**EXERCISE DETAILS:**
Can you repeat the data below word for word?

[Point-labeling data]
■ ■ ■ ■ ■
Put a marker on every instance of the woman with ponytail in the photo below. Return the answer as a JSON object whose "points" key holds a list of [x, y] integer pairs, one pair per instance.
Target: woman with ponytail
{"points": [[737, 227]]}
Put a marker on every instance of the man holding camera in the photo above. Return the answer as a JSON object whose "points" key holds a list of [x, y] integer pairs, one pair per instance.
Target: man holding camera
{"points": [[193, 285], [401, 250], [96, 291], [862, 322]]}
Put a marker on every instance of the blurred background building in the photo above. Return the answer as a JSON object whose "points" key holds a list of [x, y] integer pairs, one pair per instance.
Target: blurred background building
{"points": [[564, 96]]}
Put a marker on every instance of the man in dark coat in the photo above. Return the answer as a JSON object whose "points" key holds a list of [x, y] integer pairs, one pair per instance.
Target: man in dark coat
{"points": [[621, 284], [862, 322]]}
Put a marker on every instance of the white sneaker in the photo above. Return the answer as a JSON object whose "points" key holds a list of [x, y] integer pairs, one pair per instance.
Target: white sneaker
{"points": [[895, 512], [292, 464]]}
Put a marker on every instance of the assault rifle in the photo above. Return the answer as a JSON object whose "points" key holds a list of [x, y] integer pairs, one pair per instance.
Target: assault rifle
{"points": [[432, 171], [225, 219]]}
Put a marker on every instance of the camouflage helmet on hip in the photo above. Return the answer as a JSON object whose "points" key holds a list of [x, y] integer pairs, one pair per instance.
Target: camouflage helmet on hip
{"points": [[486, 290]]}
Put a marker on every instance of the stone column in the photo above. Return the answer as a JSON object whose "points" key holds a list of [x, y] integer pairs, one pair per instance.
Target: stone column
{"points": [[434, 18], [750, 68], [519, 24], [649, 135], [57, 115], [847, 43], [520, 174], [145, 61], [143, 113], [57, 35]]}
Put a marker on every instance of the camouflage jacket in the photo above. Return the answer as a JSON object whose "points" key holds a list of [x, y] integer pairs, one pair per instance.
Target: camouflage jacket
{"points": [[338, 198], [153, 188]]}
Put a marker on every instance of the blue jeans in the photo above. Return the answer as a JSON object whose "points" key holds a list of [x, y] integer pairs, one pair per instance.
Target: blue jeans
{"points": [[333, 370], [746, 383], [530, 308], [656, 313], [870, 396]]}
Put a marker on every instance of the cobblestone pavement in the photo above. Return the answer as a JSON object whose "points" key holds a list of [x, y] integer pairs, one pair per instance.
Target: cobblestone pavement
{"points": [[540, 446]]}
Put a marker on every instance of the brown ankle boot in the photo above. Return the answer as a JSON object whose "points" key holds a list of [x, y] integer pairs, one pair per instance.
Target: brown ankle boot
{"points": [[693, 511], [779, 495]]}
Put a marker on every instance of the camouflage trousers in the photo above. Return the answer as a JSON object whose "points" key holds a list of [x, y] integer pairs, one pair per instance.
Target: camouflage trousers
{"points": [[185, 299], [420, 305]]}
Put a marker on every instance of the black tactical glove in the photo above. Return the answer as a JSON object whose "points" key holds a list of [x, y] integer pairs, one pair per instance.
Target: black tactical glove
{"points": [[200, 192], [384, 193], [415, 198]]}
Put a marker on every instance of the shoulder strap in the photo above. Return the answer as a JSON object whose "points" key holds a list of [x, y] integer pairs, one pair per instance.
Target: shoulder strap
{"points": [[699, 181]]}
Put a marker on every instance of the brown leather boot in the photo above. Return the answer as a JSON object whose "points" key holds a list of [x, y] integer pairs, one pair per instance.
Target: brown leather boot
■ ■ ■ ■ ■
**WRITTEN REPLY:**
Put a marker on every instance of the woman with ponytail in the photo below. Return the answer as a JSON object whose "points" key holds a list of [x, y] integer pairs, one pair per instance.
Target: woman with ponytail
{"points": [[737, 227]]}
Put a marker on every instance of the man holding camera in the photo above. Return the answer as a JSON object whose "points" key holds a list of [x, y] integer pairs, one pair per instance.
Target: man holding camera
{"points": [[193, 285], [401, 250], [96, 291], [862, 322]]}
Put a marker on every instance of the blurred background building in the photo above. Return the answer as a JSON object whose "points" key holds a list of [x, y] integer pairs, one pair per instance.
Target: blurred background building
{"points": [[564, 96]]}
Put a marker on every instance of the man in dark coat in the photo above. Return the answer as a JSON object whose "points" key holds a list of [x, y] integer pairs, one pair per instance.
Target: man in dark coat
{"points": [[621, 284], [862, 322]]}
Put a marker on every instance of the white sneaker in the photo above. Return the answer as a JSON object whose "points" key holds a list of [x, y] integer pairs, one pair per instance.
Target: white sneaker
{"points": [[895, 512], [292, 464]]}
Put a marker on every instance of the assault rifle in the photo above. Return the answer as a JSON object whose "points" key holds a list of [x, y] integer pairs, one pair per instance.
Target: assault rifle
{"points": [[432, 171], [225, 219]]}
Put a marker on every instance of the camouflage helmet on hip in the photo above. Return the answer as a JSON object whose "points" key holds a list of [x, y] integer pairs, one pair per instance.
Target: camouflage helmet on hip
{"points": [[486, 290]]}
Put a marker on every instance of the stone column in the photo above. Return the answer as a JSON object whose "points" key holds a list of [x, y] integer pairs, one pair per instance.
Target: stone column
{"points": [[434, 18], [750, 68], [519, 24], [649, 135], [57, 115], [847, 43], [520, 174], [145, 61], [143, 113], [57, 35]]}
Put a marker on every instance of the camouflage jacket in the photo above. Return the answer as a JSON object whose "points" key holds a list of [x, y] integer pairs, one pair per instance.
Target: camouflage jacket
{"points": [[338, 198], [153, 188]]}
Put a marker on every instance of the blue jeans in the photo above. Return the answer as a JSON object whose "points" key holds a list of [x, y] integer pairs, one pair per instance.
Target: blue jeans
{"points": [[333, 370], [746, 383], [530, 308], [656, 313], [870, 396]]}
Put a marker on every instance of the cobblestone pavement in the photo above. Return the answer as a JSON object whose "points" key holds a list of [x, y] integer pairs, one pair per instance.
Target: cobblestone pavement
{"points": [[540, 446]]}
Put a marker on every instance of the brown ankle boot in the photo above. Return the answer as a JSON object whose "points" key holds a list of [x, y] integer pairs, one pair per instance.
Target: brown ankle boot
{"points": [[693, 511], [779, 495]]}
Put a marker on every instance of the camouflage trousers in the photo above. Return the answer as a JSON object whose "points" key holds a list of [x, y] integer pairs, one pair per instance.
Target: camouflage trousers
{"points": [[185, 299], [420, 305]]}
Put a marker on every instance of the black tactical glove in the photo above. Return the answer as a JSON object whose "points" key holds a list of [x, y] integer pairs, one pair per instance.
Target: black tactical glove
{"points": [[200, 192], [384, 193], [415, 198]]}
Put a marker on every instance of the shoulder strap in the photo above. Return the answer as a JSON object whose "points" key holds a list of [x, y] integer pairs, one pair per instance.
Target: shoulder strap
{"points": [[699, 181]]}
Put a marker on every instance of the brown leather boot in the photo above. Return the answer as a JSON object whose "points" key holds a list of [x, y] integer pairs, one pair per instance.
Target: brown leather boot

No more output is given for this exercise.